[Gathered data entries]

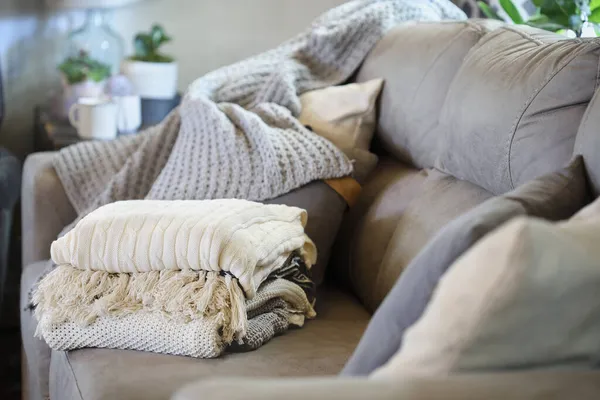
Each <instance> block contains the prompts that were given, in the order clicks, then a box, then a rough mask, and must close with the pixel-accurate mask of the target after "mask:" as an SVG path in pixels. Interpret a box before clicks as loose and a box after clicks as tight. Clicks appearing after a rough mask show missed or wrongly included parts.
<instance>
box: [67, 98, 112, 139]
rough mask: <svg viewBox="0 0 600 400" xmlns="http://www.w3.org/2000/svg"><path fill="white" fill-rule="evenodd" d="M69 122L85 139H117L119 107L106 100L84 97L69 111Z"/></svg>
mask: <svg viewBox="0 0 600 400" xmlns="http://www.w3.org/2000/svg"><path fill="white" fill-rule="evenodd" d="M69 121H70V122H71V125H73V126H74V127H75V128H77V133H78V134H79V136H81V137H82V138H84V139H104V140H108V139H114V138H115V137H117V105H116V104H115V103H114V102H112V101H110V100H108V99H105V98H96V97H82V98H80V99H78V100H77V103H75V104H73V105H72V106H71V109H70V110H69Z"/></svg>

→ Required action: Turn every line of the items above into a numbered list, omitting any blank lines. Exclude the pictures from your answer.

→ Output for this exercise:
1. Each <instance> block contains the prompts that were given, in the order clicks, then a box, then a rough mask, and must close with the pixel-accurate mask of the target after "mask:" as an SVG path in pixels. Interpret a box before clicks as loose and a box after clicks as tight. Clicks appearing after a rough mask show missed or wrongly included parts.
2. <instance>
3. box: [67, 98, 112, 139]
4. rough mask: <svg viewBox="0 0 600 400" xmlns="http://www.w3.org/2000/svg"><path fill="white" fill-rule="evenodd" d="M69 122L85 139H117L119 107L106 100L84 97L69 111Z"/></svg>
5. mask: <svg viewBox="0 0 600 400" xmlns="http://www.w3.org/2000/svg"><path fill="white" fill-rule="evenodd" d="M69 121H70V122H71V125H73V126H74V127H75V128H77V133H78V134H79V136H81V137H82V138H84V139H104V140H108V139H114V138H115V137H117V105H116V104H115V103H114V102H112V101H110V100H108V99H105V98H96V97H82V98H80V99H78V100H77V103H75V104H73V105H72V106H71V109H70V110H69Z"/></svg>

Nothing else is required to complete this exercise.